Copy every record below exactly.

═════ Exercise data ═════

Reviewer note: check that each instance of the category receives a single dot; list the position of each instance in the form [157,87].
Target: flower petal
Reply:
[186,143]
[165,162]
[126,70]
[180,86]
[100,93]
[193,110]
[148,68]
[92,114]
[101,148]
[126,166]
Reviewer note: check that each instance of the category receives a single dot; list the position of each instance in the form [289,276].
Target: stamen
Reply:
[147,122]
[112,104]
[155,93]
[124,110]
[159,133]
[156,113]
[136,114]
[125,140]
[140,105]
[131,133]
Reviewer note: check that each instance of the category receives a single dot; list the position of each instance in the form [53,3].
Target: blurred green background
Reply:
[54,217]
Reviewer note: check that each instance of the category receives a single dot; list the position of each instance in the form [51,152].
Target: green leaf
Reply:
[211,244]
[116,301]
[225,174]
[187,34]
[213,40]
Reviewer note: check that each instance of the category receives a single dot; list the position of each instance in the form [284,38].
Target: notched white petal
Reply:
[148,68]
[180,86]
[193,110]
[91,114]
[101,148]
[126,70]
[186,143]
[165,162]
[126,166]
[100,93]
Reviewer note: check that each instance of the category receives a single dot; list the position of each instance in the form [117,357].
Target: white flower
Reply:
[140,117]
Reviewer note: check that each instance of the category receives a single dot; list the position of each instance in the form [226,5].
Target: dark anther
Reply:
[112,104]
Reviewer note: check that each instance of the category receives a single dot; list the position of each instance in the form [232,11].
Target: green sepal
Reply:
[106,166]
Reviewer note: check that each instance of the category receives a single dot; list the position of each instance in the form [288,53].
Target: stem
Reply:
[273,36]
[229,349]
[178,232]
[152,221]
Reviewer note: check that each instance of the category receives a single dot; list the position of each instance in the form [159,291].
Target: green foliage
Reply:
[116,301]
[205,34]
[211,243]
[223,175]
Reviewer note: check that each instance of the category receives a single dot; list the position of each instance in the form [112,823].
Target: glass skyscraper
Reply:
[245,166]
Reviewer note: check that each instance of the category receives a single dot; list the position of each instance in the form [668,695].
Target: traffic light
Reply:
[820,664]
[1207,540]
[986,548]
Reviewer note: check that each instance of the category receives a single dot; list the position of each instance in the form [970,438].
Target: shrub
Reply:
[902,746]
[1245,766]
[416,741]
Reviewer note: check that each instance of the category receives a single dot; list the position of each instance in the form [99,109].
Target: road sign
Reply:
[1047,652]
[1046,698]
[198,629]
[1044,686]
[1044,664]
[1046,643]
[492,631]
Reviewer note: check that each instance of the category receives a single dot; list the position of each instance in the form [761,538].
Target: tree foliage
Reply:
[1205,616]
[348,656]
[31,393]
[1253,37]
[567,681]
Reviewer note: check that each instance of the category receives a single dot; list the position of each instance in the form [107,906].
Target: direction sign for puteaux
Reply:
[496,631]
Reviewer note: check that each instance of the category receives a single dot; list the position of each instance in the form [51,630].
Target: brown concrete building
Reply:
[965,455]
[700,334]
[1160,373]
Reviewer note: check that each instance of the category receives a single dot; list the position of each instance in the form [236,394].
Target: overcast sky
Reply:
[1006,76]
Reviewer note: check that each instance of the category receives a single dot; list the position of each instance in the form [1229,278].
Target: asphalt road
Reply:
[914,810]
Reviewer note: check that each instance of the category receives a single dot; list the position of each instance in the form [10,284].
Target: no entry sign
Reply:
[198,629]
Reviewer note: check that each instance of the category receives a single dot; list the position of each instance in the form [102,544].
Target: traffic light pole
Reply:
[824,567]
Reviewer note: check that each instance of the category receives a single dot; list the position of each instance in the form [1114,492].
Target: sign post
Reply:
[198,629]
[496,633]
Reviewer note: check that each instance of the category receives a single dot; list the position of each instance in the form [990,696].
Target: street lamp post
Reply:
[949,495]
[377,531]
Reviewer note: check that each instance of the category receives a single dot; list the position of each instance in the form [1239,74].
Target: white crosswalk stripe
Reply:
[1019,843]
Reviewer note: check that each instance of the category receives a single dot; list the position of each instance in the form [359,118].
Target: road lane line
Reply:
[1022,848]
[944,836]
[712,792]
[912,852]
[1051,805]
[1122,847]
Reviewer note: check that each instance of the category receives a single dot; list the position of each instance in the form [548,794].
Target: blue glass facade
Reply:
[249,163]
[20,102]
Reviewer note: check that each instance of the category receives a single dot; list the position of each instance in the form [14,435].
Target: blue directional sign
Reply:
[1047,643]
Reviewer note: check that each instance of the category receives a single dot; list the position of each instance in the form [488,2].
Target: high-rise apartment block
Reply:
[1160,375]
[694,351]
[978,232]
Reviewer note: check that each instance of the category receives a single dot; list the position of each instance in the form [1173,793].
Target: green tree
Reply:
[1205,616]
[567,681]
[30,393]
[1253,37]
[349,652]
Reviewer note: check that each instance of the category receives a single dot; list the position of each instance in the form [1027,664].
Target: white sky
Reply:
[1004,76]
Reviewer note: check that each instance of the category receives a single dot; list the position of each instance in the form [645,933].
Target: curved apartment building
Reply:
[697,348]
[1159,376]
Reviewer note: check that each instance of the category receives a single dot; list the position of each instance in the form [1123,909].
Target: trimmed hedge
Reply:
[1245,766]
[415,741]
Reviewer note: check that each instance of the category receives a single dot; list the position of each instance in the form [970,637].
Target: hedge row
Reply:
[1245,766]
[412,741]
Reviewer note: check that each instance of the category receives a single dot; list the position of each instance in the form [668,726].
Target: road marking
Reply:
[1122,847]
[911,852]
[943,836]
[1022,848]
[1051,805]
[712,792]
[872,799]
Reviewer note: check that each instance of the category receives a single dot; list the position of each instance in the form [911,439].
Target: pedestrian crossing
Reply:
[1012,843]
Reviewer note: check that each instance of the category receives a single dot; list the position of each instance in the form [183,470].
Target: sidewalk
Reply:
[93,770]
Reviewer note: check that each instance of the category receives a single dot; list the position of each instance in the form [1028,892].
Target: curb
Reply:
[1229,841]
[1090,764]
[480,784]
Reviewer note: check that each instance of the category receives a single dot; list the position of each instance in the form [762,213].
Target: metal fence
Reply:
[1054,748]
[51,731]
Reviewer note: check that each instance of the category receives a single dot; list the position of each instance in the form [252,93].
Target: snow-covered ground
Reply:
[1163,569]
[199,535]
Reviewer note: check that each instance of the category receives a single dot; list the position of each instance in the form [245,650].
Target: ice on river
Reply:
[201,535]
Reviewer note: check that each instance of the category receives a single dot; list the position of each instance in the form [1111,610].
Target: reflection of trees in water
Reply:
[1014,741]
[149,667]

═════

## Full solution
Reviewer note: check that each instance of the category receives a single dot; list the position of each instance in the form [157,87].
Target: flower petal
Reply:
[186,143]
[165,162]
[126,70]
[180,86]
[100,93]
[193,110]
[148,68]
[92,114]
[101,148]
[126,166]
Reviewer note: check that each instance of the category receives a single dot; list the position of each instance in the form [289,276].
Target: stamen
Reply:
[147,122]
[112,104]
[155,93]
[124,110]
[159,133]
[156,113]
[136,114]
[125,140]
[140,105]
[131,133]
Reviewer note: check that each instance of the category receives a single dot; list the position of each instance in the form [53,3].
Target: blurred green background
Reply:
[54,217]
Reviewer note: check that each instance of the category receives a single dot; list the position of each instance in the form [51,152].
Target: green leaf
Reply:
[211,244]
[116,301]
[225,174]
[187,34]
[213,40]
Reviewer note: check that each instance of the category receives a single dot; list the position of each instance in the form [284,38].
Target: notched white petal
Reply:
[148,68]
[180,86]
[193,110]
[91,114]
[101,148]
[126,70]
[186,143]
[165,162]
[126,166]
[100,93]
Reviewer note: check that each instance of the category receives a single dot; list the position of each instance in the form [117,357].
Target: white flower
Reply:
[140,117]
Reviewer note: check that each instance of the category receives a single dot; list the position of each instance in the form [226,5].
Target: dark anther
Reply:
[112,104]
Reviewer note: check that each instance of the category receives a single dot; list the position of each instance in the form [232,11].
Target: green sepal
Reply:
[106,166]
Reviewer note: check that each instance of the category receives a single dot; list the position of each instance in the form [288,53].
Target: stem
Reply:
[273,36]
[229,349]
[178,232]
[152,221]
Reviewer note: check that each instance of the category receives a single dot; list the position of each instance in the form [159,291].
Target: green foliage
Reply:
[116,301]
[205,34]
[211,243]
[223,175]
Reviewer note: check that each instance of the category receives a single dot; list the position of each instance in the form [112,823].
Target: glass skyscraper
Reply:
[245,166]
Reviewer note: check that each instance of the category receives a single dot; list the position of each instance in the form [668,695].
Target: traffic light
Reply:
[820,664]
[1207,540]
[986,548]
Reviewer note: check that each instance of the category receives a single dot; list the position of each instance in the form [970,438].
Target: shrub
Reply:
[902,746]
[1245,766]
[416,741]
Reviewer note: check that each instance of the category receives a single dot; list the position of each instance in the form [99,109].
Target: road sign
Reply:
[1047,652]
[1046,698]
[198,629]
[1044,686]
[1044,664]
[1046,643]
[492,631]
Reviewer note: check that each instance of the category receives a single dot; list the position of each instance in the form [761,538].
Target: tree foliage
Reply:
[1205,616]
[348,656]
[31,393]
[1253,37]
[567,681]
Reviewer note: check that each instance of the category receives a single dot; list the position of each instance in the form [107,906].
Target: direction sign for puteaux
Reply:
[496,631]
Reviewer note: check that each instance of the category receives a single dot; list the position of each instance in the form [51,630].
Target: brown concrete building
Reply:
[965,455]
[700,334]
[1160,373]
Reviewer note: check that each instance of the category receives a single dot; list the position of each instance in the form [236,394].
Target: overcast sky
Reply:
[1006,76]
Reviewer note: check that each instance of the category receives a single dot; list the position of each instance in the form [1229,278].
Target: asphalt road
Reply:
[914,810]
Reviewer note: check that each instance of the category receives a single dot; list the position of each instance in the form [10,284].
Target: no entry sign
Reply:
[198,629]
Reviewer note: check that each instance of the category receives a single dot; list the position of each instance in the form [102,544].
Target: traffic light pole
Reply:
[824,567]
Reviewer note: check that each instance of the category receives a single dot; list the position of each instance in the form [1114,492].
Target: sign post
Reply:
[198,629]
[496,633]
Reviewer note: check that each instance of the category receives a single dot; list the position of each instance in the form [990,696].
Target: street lamp post
Reply:
[949,495]
[377,531]
Reviewer note: check that each instance of the category receives a single dot; list the position of each instance in the form [1239,74].
Target: white crosswalk stripe
Reply:
[1019,843]
Reviewer note: check that each instance of the category receives a single dot; list the position of each instance in the form [359,118].
Target: road lane line
Reply:
[1022,848]
[944,836]
[712,792]
[912,852]
[1051,805]
[1122,847]
Reviewer note: check that each instance of the category receives a single dot; list the position of each instance in the form [548,794].
Target: blue glass facade
Reply:
[249,163]
[20,102]
Reviewer note: check that each instance of the category receives a single dot; list the position of each instance in the form [14,435].
Target: blue directional sign
Reply:
[1047,643]
Reviewer note: check that each instance of the category receives a single dot; list the position of each instance in the form [488,2].
Target: high-rise apartment block
Reply:
[1160,375]
[694,351]
[978,232]
Reviewer note: check that each instance of the category receives a single dot; list the position of each instance in the form [1173,793].
Target: green tree
Reply:
[1205,616]
[567,681]
[30,393]
[1253,37]
[349,652]
Reviewer note: check that each instance of the category receives a single dot; list the position of each instance in the form [1027,664].
Target: white sky
Reply:
[1004,76]
Reviewer note: check that each instance of the category receives a single dot; list the position of each instance in the form [645,933].
Target: curved apartment building
Reply:
[697,348]
[1159,376]
Reviewer note: check that each instance of the category receives a single dot; list the position of each instance in the form [1123,909].
Target: trimmed hedge
Reply:
[1245,766]
[415,741]
Reviewer note: check that each instance of the category receives a single dot; list the position of each instance in the form [970,637].
Target: hedge row
Reply:
[1245,766]
[412,741]
Reviewer note: check that each instance of the category receives a single dot; list the position of each instance in the form [668,726].
Target: road marking
Reply:
[1122,847]
[911,852]
[943,836]
[1022,848]
[1051,805]
[712,792]
[872,799]
Reviewer note: check that each instance of the category receives a single dot; list the position of each instance in the form [911,439].
Target: pedestrian crossing
Reply:
[1012,843]
Reviewer note: check that each instance of the category receives a single dot; list the position of each instance in the form [183,470].
Target: sidewalk
Reply:
[93,770]
Reviewer note: check that each instance of the category receives a single dot; list the position of each instance in the form [1028,892].
Target: curb
Reply:
[1229,841]
[1090,764]
[480,784]
Reviewer note: check that each instance of the category receives a single dot; list the position of each instance in the form [762,213].
Target: metal fence
Reply:
[1054,748]
[51,731]
Reviewer note: check that each instance of the category receives a single dot; list the position of each instance in the form [252,93].
Target: snow-covered ground
Reply:
[1163,569]
[199,535]
Reviewer note: check that each instance of the category receives a single dot; list the position of each instance in the form [245,650].
Target: ice on river
Reply:
[201,535]
Reviewer note: check that each instance of the category receives a single dot; list the position of each instance in the form [1111,610].
Target: reflection of trees in water
Reply:
[1014,741]
[149,667]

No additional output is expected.